Problem requirements: Output every line of the items below, character for character, with nothing changed.

===== Data =====

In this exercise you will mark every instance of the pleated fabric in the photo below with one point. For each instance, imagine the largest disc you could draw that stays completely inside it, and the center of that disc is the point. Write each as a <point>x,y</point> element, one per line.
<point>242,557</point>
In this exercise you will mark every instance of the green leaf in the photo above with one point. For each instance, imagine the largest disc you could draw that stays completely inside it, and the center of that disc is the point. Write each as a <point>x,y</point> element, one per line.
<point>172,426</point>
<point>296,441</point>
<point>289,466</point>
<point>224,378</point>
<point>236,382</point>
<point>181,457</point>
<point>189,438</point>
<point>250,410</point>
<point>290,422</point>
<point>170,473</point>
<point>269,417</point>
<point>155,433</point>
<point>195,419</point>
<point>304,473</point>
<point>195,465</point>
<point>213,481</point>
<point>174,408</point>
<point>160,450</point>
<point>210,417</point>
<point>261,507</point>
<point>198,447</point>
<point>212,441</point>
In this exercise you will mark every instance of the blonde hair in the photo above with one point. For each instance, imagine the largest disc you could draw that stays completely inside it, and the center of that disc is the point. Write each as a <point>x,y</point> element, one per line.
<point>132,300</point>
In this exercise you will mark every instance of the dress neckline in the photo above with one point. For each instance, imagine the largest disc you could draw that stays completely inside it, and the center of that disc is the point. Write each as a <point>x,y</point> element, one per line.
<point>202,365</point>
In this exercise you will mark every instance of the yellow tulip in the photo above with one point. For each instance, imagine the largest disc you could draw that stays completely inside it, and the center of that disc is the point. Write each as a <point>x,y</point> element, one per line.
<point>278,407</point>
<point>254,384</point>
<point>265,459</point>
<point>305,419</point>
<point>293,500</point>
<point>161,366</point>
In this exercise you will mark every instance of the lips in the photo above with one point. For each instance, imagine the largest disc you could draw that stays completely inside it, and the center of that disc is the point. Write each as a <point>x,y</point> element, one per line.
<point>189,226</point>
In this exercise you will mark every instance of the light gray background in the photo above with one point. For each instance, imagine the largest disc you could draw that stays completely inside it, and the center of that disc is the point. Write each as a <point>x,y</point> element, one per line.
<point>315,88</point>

=====

Task result:
In this exercise you will mark every instance of the pleated fabric in the photo below with one point. For each instance, imagine the largest disc you could draw that stays completely inside it, and the center of that disc is the point. Write each as a <point>x,y</point> element, one per line.
<point>242,557</point>
In this exercise you will mark every instance of the green leaf in the photo above with one point. For each instance, imagine the largest disc you could draw that stays completely inside it, and the center of that disc is the point. Write each as a <point>x,y</point> element, one per line.
<point>172,426</point>
<point>296,441</point>
<point>289,466</point>
<point>224,378</point>
<point>236,382</point>
<point>181,457</point>
<point>189,438</point>
<point>250,410</point>
<point>290,422</point>
<point>170,473</point>
<point>269,417</point>
<point>155,433</point>
<point>195,419</point>
<point>304,473</point>
<point>195,465</point>
<point>213,481</point>
<point>174,408</point>
<point>160,450</point>
<point>210,417</point>
<point>261,507</point>
<point>198,447</point>
<point>212,441</point>
In this exercise you will mark every instance of the blonde hair in the photo above with one point. For each instance, imagine the largest disc you could draw that stays completely inside it, and the center of that disc is the point. Write each as a <point>x,y</point> element, one per line.
<point>132,300</point>
In this exercise you will mark every instance of the dress neckline in the photo above with one point. For each instance, imagine the largest disc you could draw that stays completely inside it, and the center of that disc is the point. Write each as a <point>x,y</point> element, one per line.
<point>202,365</point>
In this exercise you will mark every instance of the yellow tulip in the photo above with one point. For each instance, imagine the largest disc you could draw that stays completely inside it, and the center of that disc is the point. Write each as a <point>x,y</point> element, one per line.
<point>278,407</point>
<point>254,384</point>
<point>265,459</point>
<point>305,419</point>
<point>293,500</point>
<point>161,366</point>
In this exercise you will mark every instance of the lips in the photo above with one point. For each instance, imagine the largest disc you could draw that stays completely inside it, and the center of that disc is the point. Write each as a <point>x,y</point> element, one per line.
<point>189,226</point>
In this exercise you will mark every instance of the light gray background in the photo above with one point. For each instance, imagine the largest disc you could draw that stays completely inside it, and the center of that disc is the point. Write each as a <point>x,y</point> element, one per line.
<point>315,88</point>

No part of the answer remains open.